> **PROVIDED TEXT**
---
Just as I was feeling slightly better, someone very close to me became seriously ill. It was Essie, my eighty-two-year-old nan, my mum's mum. She had emphysema through years of smoking and had problems breathing as a result. We'd all nagged her for ages about giving up and she'd always say she was cutting down or she'd given up, but she never did. She was like a naughty child and mum was forever going round to her bungalow and discovering the stash of cigarettes she'd hidden away. I was so upset about nan. We're such a close family and my nan has always had a special place in my heart. Mum had to work full time when my brother and me were little and nan was the one who picked us up from school and looked after us till mum finished work. I remember she would always give us a KitKat and Sons and Daughters would be on the TV.
---
> **SOURCE MATERIAL**

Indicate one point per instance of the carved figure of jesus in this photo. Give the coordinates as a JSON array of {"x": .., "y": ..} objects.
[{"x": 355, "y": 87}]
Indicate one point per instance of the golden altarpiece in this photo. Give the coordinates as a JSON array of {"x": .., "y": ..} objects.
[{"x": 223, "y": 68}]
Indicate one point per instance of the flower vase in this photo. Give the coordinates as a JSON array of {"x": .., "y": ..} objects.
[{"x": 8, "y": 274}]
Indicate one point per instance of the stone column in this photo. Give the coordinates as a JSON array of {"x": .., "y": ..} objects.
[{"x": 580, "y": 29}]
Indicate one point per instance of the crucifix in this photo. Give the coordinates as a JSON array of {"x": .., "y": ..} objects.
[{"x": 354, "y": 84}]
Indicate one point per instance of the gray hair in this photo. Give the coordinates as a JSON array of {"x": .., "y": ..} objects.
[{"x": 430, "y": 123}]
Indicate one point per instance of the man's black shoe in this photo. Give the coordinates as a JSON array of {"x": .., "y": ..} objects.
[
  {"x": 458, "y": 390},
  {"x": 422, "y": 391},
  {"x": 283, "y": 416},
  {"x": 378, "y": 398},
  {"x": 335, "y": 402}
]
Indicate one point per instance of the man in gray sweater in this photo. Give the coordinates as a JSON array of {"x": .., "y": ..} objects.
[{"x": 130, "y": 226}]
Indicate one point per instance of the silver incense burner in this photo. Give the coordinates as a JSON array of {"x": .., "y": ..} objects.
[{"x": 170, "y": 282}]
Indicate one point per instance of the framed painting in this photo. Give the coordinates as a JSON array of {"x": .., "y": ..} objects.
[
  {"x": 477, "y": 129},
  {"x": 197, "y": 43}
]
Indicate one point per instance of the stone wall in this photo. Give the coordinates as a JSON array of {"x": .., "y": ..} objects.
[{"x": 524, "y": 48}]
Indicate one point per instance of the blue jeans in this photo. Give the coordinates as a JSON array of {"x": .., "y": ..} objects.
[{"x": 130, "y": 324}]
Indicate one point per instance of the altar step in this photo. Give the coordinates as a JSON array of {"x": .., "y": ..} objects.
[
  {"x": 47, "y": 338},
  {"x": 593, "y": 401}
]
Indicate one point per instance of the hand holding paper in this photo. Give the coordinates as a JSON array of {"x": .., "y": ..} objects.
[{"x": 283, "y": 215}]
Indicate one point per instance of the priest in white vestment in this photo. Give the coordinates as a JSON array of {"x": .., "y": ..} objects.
---
> **AIM OF THE EXERCISE**
Pick up the passage about Essie, the narrator's nan, right after its last sentence and keep it going.

> **RESPONSE BELOW**
My mum reckons that I am like nan in so many ways. We're both complete exhibitionists and Essie was a very impulsive, passionate woman who loved socialising and having a laugh. Apparently, whenever there was any kind of party, in her younger days, she'd be the first to try to take men's trousers down! Way to go, Nan! When she was seventeen, she fell head-over-heels in love with this man called Charlie and she threatened to kill herself if her family didn't allow her to marry him. Well, they gave in, but two years later, when she'd just given birth to a daughter, Charlie said that he'd met someone else and they ended up getting divorced. It must have been tough for her having a baby and being on her own. She was only nineteen and attitudes towards single parents were very different then. Luckily, she found love again with my granddad, Harvey. I love the story of how they met – it's almost as surreal as how I met Pete.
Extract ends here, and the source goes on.